#### STATED EXERCISE:
Turn the rows below, from the line with "Each instance of the van wheel" up to and including the line with "[(378, 156)]", into a numbered list that skips blank lines. Leave the pictures out of your answer.

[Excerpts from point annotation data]
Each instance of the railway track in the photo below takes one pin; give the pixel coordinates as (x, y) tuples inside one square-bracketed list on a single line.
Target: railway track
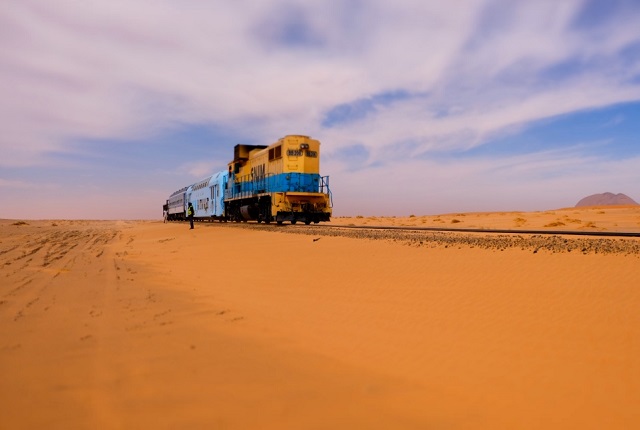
[(495, 231), (554, 241)]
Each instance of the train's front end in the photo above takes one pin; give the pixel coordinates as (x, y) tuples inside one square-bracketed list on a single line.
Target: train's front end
[(280, 182), (299, 192)]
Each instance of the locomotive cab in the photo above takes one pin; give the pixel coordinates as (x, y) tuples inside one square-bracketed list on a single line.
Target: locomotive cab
[(279, 182)]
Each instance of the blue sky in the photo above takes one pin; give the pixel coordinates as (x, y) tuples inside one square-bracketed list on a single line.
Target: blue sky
[(422, 107)]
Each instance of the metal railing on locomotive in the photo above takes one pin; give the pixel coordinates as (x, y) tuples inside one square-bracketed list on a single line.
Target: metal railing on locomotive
[(250, 185)]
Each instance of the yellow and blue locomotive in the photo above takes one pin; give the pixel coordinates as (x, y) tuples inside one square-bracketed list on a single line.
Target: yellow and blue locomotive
[(279, 182)]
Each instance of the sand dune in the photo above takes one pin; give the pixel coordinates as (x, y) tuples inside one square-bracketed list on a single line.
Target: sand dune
[(151, 325)]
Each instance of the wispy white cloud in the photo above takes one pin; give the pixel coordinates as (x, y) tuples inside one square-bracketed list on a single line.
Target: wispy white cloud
[(379, 80)]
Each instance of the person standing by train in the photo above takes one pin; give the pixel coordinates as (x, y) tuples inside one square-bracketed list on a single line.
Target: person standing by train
[(190, 214)]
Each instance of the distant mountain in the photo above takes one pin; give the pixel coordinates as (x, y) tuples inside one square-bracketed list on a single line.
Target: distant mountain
[(606, 199)]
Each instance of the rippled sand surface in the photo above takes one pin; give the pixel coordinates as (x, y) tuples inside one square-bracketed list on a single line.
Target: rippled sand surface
[(150, 325)]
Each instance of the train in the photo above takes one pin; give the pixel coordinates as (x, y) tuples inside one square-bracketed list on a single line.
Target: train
[(280, 182)]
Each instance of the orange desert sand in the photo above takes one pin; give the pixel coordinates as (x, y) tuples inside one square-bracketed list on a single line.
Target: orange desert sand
[(146, 325)]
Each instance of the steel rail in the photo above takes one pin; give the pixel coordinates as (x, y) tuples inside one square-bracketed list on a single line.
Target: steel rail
[(492, 231)]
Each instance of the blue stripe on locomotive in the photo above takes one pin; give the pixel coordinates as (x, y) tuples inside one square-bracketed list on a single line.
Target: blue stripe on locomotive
[(283, 182)]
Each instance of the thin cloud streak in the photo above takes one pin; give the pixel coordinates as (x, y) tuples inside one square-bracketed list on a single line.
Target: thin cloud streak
[(408, 79)]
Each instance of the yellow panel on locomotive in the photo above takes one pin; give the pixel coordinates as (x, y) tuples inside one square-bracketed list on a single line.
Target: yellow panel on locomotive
[(280, 182)]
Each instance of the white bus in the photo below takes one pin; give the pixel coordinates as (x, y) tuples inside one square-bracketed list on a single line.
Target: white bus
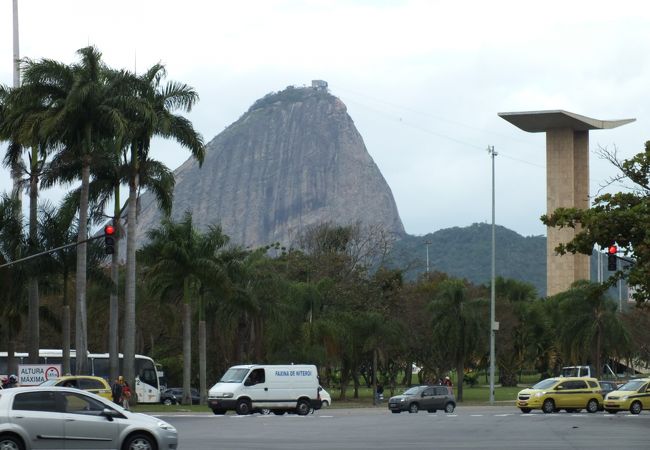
[(147, 385)]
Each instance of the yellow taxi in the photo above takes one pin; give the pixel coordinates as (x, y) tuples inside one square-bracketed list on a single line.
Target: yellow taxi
[(633, 396), (96, 385), (568, 393)]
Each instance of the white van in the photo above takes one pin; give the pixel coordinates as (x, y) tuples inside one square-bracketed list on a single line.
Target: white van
[(280, 388)]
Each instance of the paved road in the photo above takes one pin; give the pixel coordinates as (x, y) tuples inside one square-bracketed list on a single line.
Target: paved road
[(368, 428)]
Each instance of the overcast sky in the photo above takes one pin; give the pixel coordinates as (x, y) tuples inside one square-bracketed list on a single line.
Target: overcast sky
[(422, 80)]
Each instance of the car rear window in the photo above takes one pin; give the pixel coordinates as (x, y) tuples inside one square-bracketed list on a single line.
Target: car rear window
[(35, 401)]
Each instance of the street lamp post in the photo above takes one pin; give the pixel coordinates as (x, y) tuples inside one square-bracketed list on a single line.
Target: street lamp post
[(493, 323)]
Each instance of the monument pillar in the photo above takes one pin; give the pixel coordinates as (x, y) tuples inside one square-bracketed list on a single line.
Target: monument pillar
[(567, 183)]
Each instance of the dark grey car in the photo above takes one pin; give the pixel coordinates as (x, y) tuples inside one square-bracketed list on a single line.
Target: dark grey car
[(428, 398)]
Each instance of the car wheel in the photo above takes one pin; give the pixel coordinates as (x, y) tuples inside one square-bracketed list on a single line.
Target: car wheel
[(139, 442), (592, 406), (548, 406), (243, 407), (8, 442), (303, 408)]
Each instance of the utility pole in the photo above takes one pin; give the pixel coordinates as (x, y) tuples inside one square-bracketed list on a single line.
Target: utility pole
[(493, 324), (15, 171)]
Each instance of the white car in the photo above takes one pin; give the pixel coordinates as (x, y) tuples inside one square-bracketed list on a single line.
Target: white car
[(60, 418), (325, 397)]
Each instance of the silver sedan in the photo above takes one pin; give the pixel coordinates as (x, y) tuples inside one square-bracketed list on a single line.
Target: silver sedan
[(68, 418)]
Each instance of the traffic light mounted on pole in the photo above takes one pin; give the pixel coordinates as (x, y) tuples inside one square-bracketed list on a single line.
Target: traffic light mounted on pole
[(109, 239), (611, 258)]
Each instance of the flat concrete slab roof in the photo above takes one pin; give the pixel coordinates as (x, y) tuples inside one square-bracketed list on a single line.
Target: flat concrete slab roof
[(538, 121)]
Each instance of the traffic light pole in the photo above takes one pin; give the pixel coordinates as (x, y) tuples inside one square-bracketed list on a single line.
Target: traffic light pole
[(47, 252), (493, 327)]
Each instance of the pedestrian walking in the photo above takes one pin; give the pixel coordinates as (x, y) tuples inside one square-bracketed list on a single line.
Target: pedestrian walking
[(116, 390), (126, 395)]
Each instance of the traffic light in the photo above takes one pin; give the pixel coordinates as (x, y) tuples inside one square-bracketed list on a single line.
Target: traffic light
[(611, 257), (109, 239)]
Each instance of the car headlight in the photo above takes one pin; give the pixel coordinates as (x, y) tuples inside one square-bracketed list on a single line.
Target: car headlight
[(166, 426)]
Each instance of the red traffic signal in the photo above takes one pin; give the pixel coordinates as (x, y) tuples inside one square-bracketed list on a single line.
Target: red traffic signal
[(109, 239)]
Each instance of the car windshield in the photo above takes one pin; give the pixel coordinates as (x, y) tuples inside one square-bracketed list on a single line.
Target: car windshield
[(545, 384), (633, 385), (412, 391), (234, 376)]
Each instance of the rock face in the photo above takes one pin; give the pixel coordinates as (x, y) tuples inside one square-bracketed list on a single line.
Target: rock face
[(294, 159)]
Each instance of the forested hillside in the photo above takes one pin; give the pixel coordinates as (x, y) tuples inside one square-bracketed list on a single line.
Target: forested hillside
[(466, 252)]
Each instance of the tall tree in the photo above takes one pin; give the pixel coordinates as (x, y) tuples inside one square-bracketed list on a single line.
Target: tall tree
[(456, 322), (152, 115), (82, 109), (619, 219), (179, 260)]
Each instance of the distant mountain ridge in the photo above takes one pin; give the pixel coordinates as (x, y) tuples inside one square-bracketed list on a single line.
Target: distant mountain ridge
[(294, 159), (466, 252)]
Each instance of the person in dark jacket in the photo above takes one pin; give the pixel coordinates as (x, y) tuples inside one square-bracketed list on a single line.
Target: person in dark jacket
[(116, 390)]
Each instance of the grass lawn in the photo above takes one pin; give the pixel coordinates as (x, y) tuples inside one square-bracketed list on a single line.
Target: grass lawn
[(477, 395)]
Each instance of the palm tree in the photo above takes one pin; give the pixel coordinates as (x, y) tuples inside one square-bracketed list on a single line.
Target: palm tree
[(82, 108), (589, 326), (456, 322), (12, 294), (178, 262), (152, 115), (20, 123)]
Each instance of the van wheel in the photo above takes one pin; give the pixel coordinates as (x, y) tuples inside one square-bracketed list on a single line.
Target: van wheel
[(592, 406), (635, 407), (243, 407), (9, 442), (303, 408), (548, 406)]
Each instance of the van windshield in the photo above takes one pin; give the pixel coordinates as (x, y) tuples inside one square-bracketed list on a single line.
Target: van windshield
[(234, 376)]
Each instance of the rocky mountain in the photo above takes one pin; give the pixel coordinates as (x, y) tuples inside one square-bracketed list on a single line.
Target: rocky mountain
[(293, 159)]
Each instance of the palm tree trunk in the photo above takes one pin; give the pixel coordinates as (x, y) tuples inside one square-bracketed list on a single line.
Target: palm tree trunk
[(202, 362), (66, 325), (81, 335), (113, 320), (128, 363), (187, 347), (66, 340), (460, 377), (33, 327)]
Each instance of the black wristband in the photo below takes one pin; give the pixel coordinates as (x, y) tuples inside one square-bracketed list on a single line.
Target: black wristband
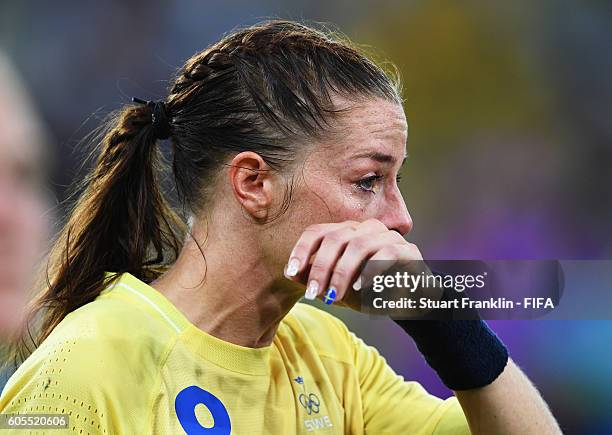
[(466, 354)]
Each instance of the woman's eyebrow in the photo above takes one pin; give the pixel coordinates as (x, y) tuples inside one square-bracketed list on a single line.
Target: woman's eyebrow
[(378, 156)]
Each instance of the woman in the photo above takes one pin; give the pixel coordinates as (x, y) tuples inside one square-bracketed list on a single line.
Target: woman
[(286, 147)]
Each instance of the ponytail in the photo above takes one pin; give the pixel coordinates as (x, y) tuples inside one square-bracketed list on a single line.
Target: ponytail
[(120, 223)]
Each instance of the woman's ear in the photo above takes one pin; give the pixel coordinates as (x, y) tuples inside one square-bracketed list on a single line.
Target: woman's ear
[(253, 184)]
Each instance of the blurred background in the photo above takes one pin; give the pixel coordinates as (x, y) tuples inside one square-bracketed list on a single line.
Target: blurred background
[(510, 136)]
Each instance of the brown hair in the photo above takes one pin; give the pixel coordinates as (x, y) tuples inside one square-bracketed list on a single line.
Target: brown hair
[(264, 88)]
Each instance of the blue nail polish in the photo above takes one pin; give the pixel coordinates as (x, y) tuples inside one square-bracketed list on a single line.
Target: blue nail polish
[(330, 296)]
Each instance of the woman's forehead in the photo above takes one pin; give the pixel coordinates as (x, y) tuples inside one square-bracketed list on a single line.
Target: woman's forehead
[(375, 130)]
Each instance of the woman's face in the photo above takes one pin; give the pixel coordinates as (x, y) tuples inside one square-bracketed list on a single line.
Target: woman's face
[(353, 177)]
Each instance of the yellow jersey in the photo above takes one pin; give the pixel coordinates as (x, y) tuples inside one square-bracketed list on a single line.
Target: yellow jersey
[(131, 363)]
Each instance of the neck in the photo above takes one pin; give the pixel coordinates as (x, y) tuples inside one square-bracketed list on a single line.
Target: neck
[(231, 294)]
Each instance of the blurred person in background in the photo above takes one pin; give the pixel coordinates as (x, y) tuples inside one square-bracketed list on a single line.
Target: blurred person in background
[(23, 227)]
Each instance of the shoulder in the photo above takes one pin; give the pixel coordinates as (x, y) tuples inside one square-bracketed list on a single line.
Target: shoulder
[(322, 330)]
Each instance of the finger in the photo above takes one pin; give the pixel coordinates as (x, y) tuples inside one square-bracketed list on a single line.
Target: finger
[(356, 253), (330, 249), (307, 245)]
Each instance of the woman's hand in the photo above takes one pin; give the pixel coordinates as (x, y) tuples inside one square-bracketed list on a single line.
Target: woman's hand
[(328, 258)]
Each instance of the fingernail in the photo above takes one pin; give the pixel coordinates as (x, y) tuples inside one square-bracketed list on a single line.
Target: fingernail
[(293, 266), (330, 296), (312, 290)]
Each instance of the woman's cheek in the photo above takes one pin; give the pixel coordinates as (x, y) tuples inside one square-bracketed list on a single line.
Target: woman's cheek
[(354, 206)]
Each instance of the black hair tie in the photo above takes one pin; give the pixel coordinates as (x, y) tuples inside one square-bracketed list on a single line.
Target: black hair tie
[(159, 117)]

#### OUTPUT OF THE EXERCISE:
1. Each instance of the van wheel in the photo above takes one pin; give the pixel coordinates as (x, y) tuples inside one square-bracketed list on a single line.
2. Target: van wheel
3. [(592, 406), (635, 407), (243, 407), (9, 442), (303, 408), (548, 406)]
4. Each instance of the van windshield in the photo above takes one pin; give the pixel coordinates as (x, y) tuples inside one square-bracketed list on a single line.
5. Target: van windshield
6. [(234, 376)]
7. Each instance of the rocky mountain in the photo above takes one pin; give the pixel coordinates as (x, y) tuples inside one square-bracketed list on a single line.
8. Target: rocky mountain
9. [(293, 159)]
10. Each instance of the palm tree trunk in the photo above takes one pin; give the pixel coordinates as (x, y) tuples inside one square-bracketed list on a single line.
11. Target: palm tree trunk
12. [(202, 362), (66, 325), (81, 335), (113, 320), (128, 363), (187, 347), (66, 340), (460, 377), (33, 327)]
13. Each instance of the black wristband in the photo below takes one pin; give the pixel coordinates as (x, y) tuples inside one square-bracketed list on a single line.
14. Target: black wristband
15. [(466, 354)]
16. Each instance of the woman's eyebrow in the photo above takes one pin; give the pixel coordinates as (x, y) tuples inside one square-bracketed list on a single line.
17. Target: woman's eyebrow
18. [(378, 156)]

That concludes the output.